Patch: wake up duchainlock writers
David Nolden
zwabel at googlemail.com
Tue Dec 15 14:50:01 UTC 2009
Am Dienstag 15 Dezember 2009 14:58:51 schrieb Hamish Rodda:
> On Tue, 15 Dec 2009 08:47:44 pm David Nolden wrote:
> > Am Dienstag 15 Dezember 2009 02:04:53 schrieb Hamish Rodda:
> > > When I said it was slower, I meant it seemed like the background
> > > parsing was slower, but I didn't measure it. Given you've found it's
> > > faster, that's most likely the case. I didn't try to determine the UI
> > > responsiveness. The lock still prefers waiting readers over writers,
> > > so the UI should still be as fast (given the main thread should only
> > > ever use readers).
> > >
> > > If the user time is increased, that just means we were better at
> > > utilising the multiple CPUs, right? Ideally we want utilisation at
> > > 100% x all cpus, which should result in much better wall clock time but
> > > higher user time.
> >
> > That time should count the 'overall' CPU usage, and if it's higher, it
> > means that we've burnt more CPU cycles to get the same result.
>
> Well, having parsing finish earlier is a better result, isn't it? See
> results below, anyway.
>
> > > > Due to the central nature of the duchain lock, I'm actually thinking
> > > > of replacing all the mutexes in there with spin-locks, using
> > > > QAtomicInt instead of all the mutexes and wait conditions, to make
> > > > the whole thing more efficient.
> > >
> > > What are the performance differences with multiple threads in release
> > > mode? I think that is what we should be targeting, as it is our core
> > > audience (developers usually have decent machines).
> >
> > I've implemented my idea now, and it is much faster. Locking the duchain
> > now approximately equals increasing one counter, and eventually waiting.

EXERCISE INSTRUCTIONS =
A - Answer these about the duchain lock email, one per line:
(i) What should the main thread only ever use?
(ii) What is proposed as a replacement for all the mutexes?
(iii) Which mode should the multi-thread performance tests target?
B - Write out the stretch of the duchain lock email from "Patch: wake up" through "ever use readers).".

EXTRACTED DATA =
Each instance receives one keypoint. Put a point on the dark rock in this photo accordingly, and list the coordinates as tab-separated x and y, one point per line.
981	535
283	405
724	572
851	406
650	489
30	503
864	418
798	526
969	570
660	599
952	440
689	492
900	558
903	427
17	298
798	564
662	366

THE SOLUTIONS =
A -
(i) Readers
(ii) Spin-locks, using QAtomicInt instead of the mutexes and wait conditions
(iii) Release mode

B -
Patch: wake up duchainlock writers
David Nolden
zwabel at googlemail.com
Tue Dec 15 14:50:01 UTC 2009
Am Dienstag 15 Dezember 2009 14:58:51 schrieb Hamish Rodda:
> On Tue, 15 Dec 2009 08:47:44 pm David Nolden wrote:
> > Am Dienstag 15 Dezember 2009 02:04:53 schrieb Hamish Rodda:
> > > When I said it was slower, I meant it seemed like the background
> > > parsing was slower, but I didn't measure it. Given you've found it's
> > > faster, that's most likely the case. I didn't try to determine the UI
> > > responsiveness. The lock still prefers waiting readers over writers,
> > > so the UI should still be as fast (given the main thread should only
> > > ever use readers).